▸ **Texte à lire**:

# # #

Assis dans leur salon, Michael Leshner et Michael Stark replongent dans leurs vieilles photos, dans des articles de journaux et dans un document juridique qui a changé le cours de leur vie. Il y a 20 ans, jour pour jour, ils sont devenus les premiers gais au pays à se marier légalement après un jugement historique du plus haut tribunal ontarien.
Un texte de Philippe de Montigny Photographies par Evan Mitsui
Il fait plutôt frisquet en cette matinée du 10 juin 2003 à Toronto, mais il y a une certaine fébrilité dans l’air.
Fraîchement coiffés, leurs complets neufs à la main, les deux Michael débarquent de l’autobus à Osgoode Hall pour aller rencontrer leur avocate. C’est aujourd’hui le dénouement d’une bataille juridique qui aura duré plus de deux ans. La Cour d’appel de l’Ontario est sur le point de se prononcer sur la définition du mariage.
C'était très excitant. On sentait qu'on allait franchir la ligne d'arrivée
, raconte Michael Leshner, l’un des plaignants dans cette affaire et lui-même avocat. Il a aujourd’hui 75 ans et sa chevelure est toujours aussi ébouriffée.
Pour préparer le coup, au cas où le tribunal trancherait en sa faveur, le couple a contacté trois juges pour s’assurer que l’un d’eux serait en mesure d’officialiser son union cette journée-là.
Nous voulions être prêts pour le meilleur scénario
, souligne son conjoint, Michael (Mike) Stark, qui a soufflé ses 65 bougies le mois dernier. Mais nous ne pouvions pas vraiment le dire à notre entourage parce que nous ne savions pas avec certitude quel serait le résultat.
Il n’y aura pas de grande annonce faite par un juge. Ce sont plutôt des copies imprimées du jugement qui sont distribuées aux gens réunis à la cour. Tout le monde s’empresse d’en lire les dernières pages. Et c’est écrit noir sur blanc : la Cour d’appel reconnaît finalement le droit des conjoints de même sexe de se marier.

# # #

▸ **Consigne écrite 1**:
Recopiez le passage de l'article sur le mariage des deux Michael qui va de « Nous voulions être » jusqu'à « serait le résultat. », ces deux bornes comprises.

▸ **Données à utiliser**:
# # #

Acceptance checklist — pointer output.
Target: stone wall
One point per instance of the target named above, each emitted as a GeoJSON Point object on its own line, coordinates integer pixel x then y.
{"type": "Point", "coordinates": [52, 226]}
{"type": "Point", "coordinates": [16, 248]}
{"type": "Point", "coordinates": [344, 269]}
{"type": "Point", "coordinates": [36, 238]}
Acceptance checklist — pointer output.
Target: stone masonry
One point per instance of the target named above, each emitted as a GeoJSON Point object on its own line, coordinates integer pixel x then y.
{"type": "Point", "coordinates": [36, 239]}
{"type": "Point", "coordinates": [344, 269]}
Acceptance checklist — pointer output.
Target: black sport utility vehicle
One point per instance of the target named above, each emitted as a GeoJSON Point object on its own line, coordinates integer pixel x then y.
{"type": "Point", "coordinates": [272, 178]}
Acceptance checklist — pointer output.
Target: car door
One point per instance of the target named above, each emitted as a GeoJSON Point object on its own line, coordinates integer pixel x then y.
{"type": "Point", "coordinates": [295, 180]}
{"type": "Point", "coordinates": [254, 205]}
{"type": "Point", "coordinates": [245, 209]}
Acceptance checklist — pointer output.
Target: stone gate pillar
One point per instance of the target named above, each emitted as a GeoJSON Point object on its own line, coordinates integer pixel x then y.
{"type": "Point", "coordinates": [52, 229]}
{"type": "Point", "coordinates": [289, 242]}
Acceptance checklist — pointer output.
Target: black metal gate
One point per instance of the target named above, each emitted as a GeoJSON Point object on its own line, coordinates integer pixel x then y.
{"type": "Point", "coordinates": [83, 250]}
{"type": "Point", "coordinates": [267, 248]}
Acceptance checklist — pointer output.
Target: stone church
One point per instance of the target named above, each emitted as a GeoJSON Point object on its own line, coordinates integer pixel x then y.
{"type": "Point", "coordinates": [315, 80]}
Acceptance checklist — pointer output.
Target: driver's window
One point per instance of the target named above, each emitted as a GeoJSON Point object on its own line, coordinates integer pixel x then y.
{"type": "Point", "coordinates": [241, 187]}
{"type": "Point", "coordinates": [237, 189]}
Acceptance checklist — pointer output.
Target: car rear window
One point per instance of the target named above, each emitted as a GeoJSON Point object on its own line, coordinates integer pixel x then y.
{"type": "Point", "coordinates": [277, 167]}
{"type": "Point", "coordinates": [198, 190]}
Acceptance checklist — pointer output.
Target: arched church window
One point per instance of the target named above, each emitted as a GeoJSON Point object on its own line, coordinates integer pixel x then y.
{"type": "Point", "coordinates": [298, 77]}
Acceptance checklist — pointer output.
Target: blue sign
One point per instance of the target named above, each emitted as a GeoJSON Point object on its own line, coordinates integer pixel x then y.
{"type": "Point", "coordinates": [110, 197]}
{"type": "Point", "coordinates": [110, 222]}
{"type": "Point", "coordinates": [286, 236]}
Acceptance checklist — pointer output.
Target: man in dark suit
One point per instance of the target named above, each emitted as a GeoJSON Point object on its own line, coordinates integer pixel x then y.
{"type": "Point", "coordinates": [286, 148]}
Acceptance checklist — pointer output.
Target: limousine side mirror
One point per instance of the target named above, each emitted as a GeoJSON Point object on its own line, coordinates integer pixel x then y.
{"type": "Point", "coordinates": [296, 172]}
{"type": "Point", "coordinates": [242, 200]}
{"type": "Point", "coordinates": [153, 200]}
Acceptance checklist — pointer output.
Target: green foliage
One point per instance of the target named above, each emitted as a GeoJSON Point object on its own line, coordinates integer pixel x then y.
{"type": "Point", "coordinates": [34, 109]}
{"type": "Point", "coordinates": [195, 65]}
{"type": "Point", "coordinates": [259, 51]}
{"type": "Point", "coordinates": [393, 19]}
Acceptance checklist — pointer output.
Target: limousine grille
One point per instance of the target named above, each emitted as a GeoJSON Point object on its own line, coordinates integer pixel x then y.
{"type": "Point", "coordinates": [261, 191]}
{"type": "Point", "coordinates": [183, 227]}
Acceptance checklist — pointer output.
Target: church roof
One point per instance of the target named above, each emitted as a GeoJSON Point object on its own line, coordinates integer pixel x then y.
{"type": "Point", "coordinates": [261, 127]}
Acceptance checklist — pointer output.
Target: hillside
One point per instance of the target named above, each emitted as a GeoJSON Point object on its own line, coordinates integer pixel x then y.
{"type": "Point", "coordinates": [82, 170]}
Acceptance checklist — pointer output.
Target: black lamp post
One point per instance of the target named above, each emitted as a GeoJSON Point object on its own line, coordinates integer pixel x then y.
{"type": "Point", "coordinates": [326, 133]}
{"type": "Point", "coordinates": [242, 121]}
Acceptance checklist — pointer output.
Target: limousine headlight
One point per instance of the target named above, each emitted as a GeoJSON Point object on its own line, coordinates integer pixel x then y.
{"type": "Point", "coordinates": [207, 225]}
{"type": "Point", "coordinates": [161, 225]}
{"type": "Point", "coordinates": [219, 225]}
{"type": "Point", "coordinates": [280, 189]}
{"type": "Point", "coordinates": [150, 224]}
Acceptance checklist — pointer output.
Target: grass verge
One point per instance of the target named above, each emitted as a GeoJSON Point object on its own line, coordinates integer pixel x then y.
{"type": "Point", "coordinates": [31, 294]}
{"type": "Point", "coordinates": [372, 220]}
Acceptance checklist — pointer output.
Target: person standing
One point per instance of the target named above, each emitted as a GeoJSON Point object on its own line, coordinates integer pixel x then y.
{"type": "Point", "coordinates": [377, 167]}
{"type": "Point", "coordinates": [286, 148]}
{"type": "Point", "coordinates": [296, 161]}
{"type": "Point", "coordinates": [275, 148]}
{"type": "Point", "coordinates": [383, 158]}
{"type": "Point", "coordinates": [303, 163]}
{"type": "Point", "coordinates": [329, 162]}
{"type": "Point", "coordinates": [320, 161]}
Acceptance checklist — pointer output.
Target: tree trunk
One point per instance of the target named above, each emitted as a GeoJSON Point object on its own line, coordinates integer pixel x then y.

# # #

▸ **Consigne écrite 2**:
Extrayez des entrées chaque ligne où figure le mot « window ».

▸ **Réponse attendue 1**:
Nous voulions être prêts pour le meilleur scénario
, souligne son conjoint, Michael (Mike) Stark, qui a soufflé ses 65 bougies le mois dernier. Mais nous ne pouvions pas vraiment le dire à notre entourage parce que nous ne savions pas avec certitude quel serait le résultat.

▸ **Réponse attendue 2**:
Target: driver's window
Target: car rear window
Target: arched church window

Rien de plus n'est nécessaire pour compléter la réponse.